### [Task list]
(A) Rewrite the paragraph that begins "The number of bus users" from the editorial on driverless vehicles below, either more briefly or as a list, keeping its main facts.
(B) From the editorial on driverless vehicles below, return the passage starting with "- YOMIURI EDITORIAL" and going on through "to be provided.", copied word for word.
(C) Take the editorial on driverless vehicles below further, continuing it from its final sentence.

### [Page excerpt]

■ ■ ■ ■

- YOMIURI EDITORIAL
Public won’t trust driverless vehicles unless strong safety system is set up
13:37 JST, April 20, 2021
Work is in full swing to draw up rules for transportation services with driverless, autonomous vehicles that will replace conventional buses and taxis.
Before such services can be rolled out, the government and service operators must establish legislation and a system to ensure safety, and gain the understanding of residents of areas where services are to be provided.
The government has set a goal of commercializing driverless transportation services around fiscal 2022 and introducing such services in more than 100 locations across the nation by 2030.
According to the Land, Infrastructure, Transport and Tourism Ministry, the envisaged service will initially use a golf cart-like vehicle with several people on board, running at a low speed of about 10 kph. The system is expected to be introduced in restricted areas in underpopulated districts with little traffic and few intersections, spanning a few kilometers.
The number of bus users has decreased mainly in regional areas due to depopulation and other factors. Routes covering a total distance of about 13,000 kilometers have been discontinued over the past 10 years. The introduction of driverless vehicles in these areas would solve the issue of driver shortages and make it easier for the elderly to go shopping or to the hospital.
The question is how to ensure safe operation. An expert panel of the National Police Agency released a report this month outlining a framework of safety measures.
The report recommended the establishment of a system to examine the eligibility of operators in advance. It also stated that, in the event of an accident, it should be mandatory for personnel remotely monitoring the operation of the vehicles to report incidents to the police. Both of these requirements are essential for ensuring safety.
But no matter how strict the conditions are, it will be difficult to completely prevent accidents. There are still serious issues to be addressed, such as who will be responsible in the event of an accident, and how to establish a rescue system. The government must make safety a top priority and hold thorough discussions.

■ ■ ■ ■

### [Data under study]
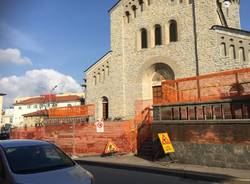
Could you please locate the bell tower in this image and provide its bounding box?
[216,0,240,29]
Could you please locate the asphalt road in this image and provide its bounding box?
[80,165,215,184]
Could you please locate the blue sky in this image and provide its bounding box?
[0,0,250,105]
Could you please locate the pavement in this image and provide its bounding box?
[75,155,250,184]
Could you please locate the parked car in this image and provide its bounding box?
[0,140,93,184]
[0,132,10,140]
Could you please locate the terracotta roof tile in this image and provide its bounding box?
[14,95,81,105]
[23,110,48,117]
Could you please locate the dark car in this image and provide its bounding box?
[0,132,10,140]
[0,140,93,184]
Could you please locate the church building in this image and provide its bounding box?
[85,0,250,120]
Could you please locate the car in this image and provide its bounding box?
[0,140,94,184]
[0,132,10,140]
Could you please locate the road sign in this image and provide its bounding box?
[104,141,118,154]
[158,133,175,154]
[95,121,104,133]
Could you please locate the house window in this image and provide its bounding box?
[141,28,148,49]
[169,20,178,42]
[138,0,144,11]
[220,43,227,56]
[155,24,162,45]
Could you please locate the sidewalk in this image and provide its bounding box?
[76,155,250,184]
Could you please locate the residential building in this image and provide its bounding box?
[13,93,84,126]
[83,0,250,120]
[0,93,6,123]
[2,107,14,125]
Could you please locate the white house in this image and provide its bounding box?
[13,93,84,126]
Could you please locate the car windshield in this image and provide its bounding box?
[4,145,75,174]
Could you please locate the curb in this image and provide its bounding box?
[75,159,250,184]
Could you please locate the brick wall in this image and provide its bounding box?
[11,121,136,156]
[153,120,250,169]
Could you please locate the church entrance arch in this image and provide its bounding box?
[142,63,175,100]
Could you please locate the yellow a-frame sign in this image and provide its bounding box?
[158,133,175,154]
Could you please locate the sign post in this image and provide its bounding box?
[158,133,175,154]
[95,120,104,133]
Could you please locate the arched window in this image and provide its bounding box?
[93,76,97,85]
[229,45,236,59]
[169,20,178,42]
[132,5,137,18]
[248,50,250,61]
[239,47,246,61]
[220,42,227,57]
[138,0,144,11]
[125,11,130,23]
[155,24,162,45]
[141,28,148,49]
[102,96,109,121]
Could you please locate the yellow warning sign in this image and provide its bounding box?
[158,133,175,153]
[104,141,118,154]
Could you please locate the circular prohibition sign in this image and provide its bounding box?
[96,122,103,128]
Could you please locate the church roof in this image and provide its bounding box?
[212,25,250,36]
[84,51,112,72]
[14,95,81,105]
[108,0,121,12]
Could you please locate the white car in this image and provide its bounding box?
[0,140,93,184]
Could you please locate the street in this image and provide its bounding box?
[79,165,215,184]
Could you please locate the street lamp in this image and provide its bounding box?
[223,0,232,8]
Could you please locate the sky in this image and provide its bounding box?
[0,0,250,106]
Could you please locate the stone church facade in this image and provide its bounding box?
[85,0,250,120]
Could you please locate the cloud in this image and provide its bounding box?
[0,48,32,65]
[0,69,82,107]
[0,20,43,53]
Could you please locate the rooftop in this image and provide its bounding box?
[14,95,81,105]
[0,140,49,148]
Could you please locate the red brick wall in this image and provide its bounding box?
[11,121,136,155]
[158,68,250,104]
[153,120,250,145]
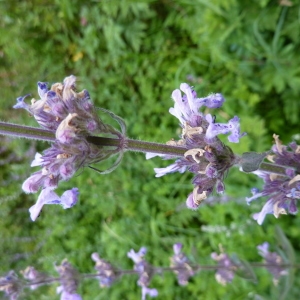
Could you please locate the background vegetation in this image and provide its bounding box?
[0,0,300,300]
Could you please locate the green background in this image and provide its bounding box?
[0,0,300,300]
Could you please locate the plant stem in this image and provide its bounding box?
[0,122,187,157]
[87,136,187,156]
[0,122,55,142]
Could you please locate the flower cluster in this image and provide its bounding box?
[257,242,288,285]
[246,134,300,225]
[127,247,158,300]
[14,75,124,221]
[0,243,295,300]
[146,83,245,209]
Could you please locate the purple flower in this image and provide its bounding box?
[146,83,245,209]
[257,242,288,285]
[171,243,195,285]
[246,134,300,225]
[211,252,236,286]
[29,188,79,221]
[14,75,125,220]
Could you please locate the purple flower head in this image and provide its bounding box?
[246,134,300,225]
[14,75,125,220]
[91,253,117,287]
[29,188,79,221]
[170,243,195,285]
[146,83,245,209]
[211,252,236,286]
[257,242,288,285]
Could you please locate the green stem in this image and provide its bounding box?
[0,122,55,142]
[0,122,187,156]
[259,162,287,176]
[87,136,187,156]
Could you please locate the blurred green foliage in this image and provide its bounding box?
[0,0,300,300]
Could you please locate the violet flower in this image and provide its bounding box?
[14,75,125,220]
[246,134,300,225]
[146,83,245,209]
[257,242,288,285]
[29,188,79,221]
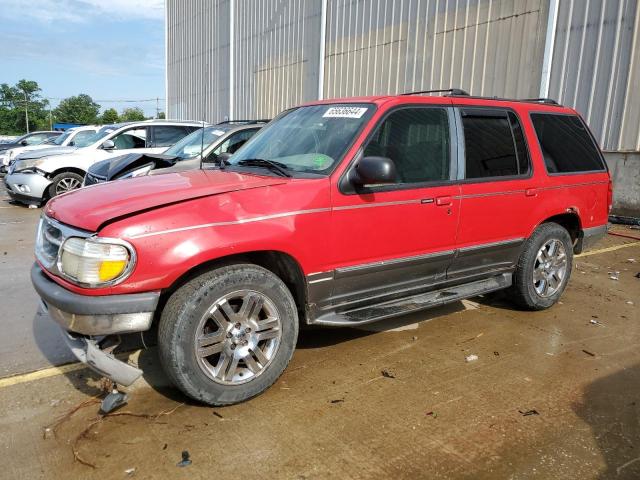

■ ■ ■ ■

### [Answers for this exercise]
(A)
- Bus ridership has fallen, mainly in regional areas, largely because of depopulation.
- About 13,000 kilometers of bus routes have been discontinued over the past 10 years.
- Driverless vehicles in these areas would solve the driver shortage and make it easier for the elderly to get to shops or the hospital.

(B)
- YOMIURI EDITORIAL
Public won’t trust driverless vehicles unless strong safety system is set up
13:37 JST, April 20, 2021
Work is in full swing to draw up rules for transportation services with driverless, autonomous vehicles that will replace conventional buses and taxis.
Before such services can be rolled out, the government and service operators must establish legislation and a system to ensure safety, and gain the understanding of residents of areas where services are to be provided.

(C)
According to a survey conducted by a private research institute, nearly half of the respondents said they felt uneasy about the spread of autonomous vehicles. Many people were concerned about computer system malfunctions and where the responsibility lies in the event of an accident.
Such services will not become widespread if residents do not feel comfortable using them. It is important for the government and operators to carefully explain not only the advantages of driverless vehicles, but also the safety issues involved.
Automakers are developing driver assistance technologies to prevent accidents while developing driverless vehicles.
Autonomous vehicles developed by Toyota Motor Corp. will be used to provide transportation in the athletes’ village at this summer’s Tokyo Olympic and Paralympic Games. A service using driverless vehicles started in Eiheiji, Fukui Prefecture, in March. For ¥100, adults can travel along an about 2-kilometer route.
Cost is also an issue for the rollout of driverless transportation. The central and local governments must take such points into consideration during their planning for the commercialization of the technology.
— The original Japanese article appeared in The Yomiuri Shimbun on April 20, 2021.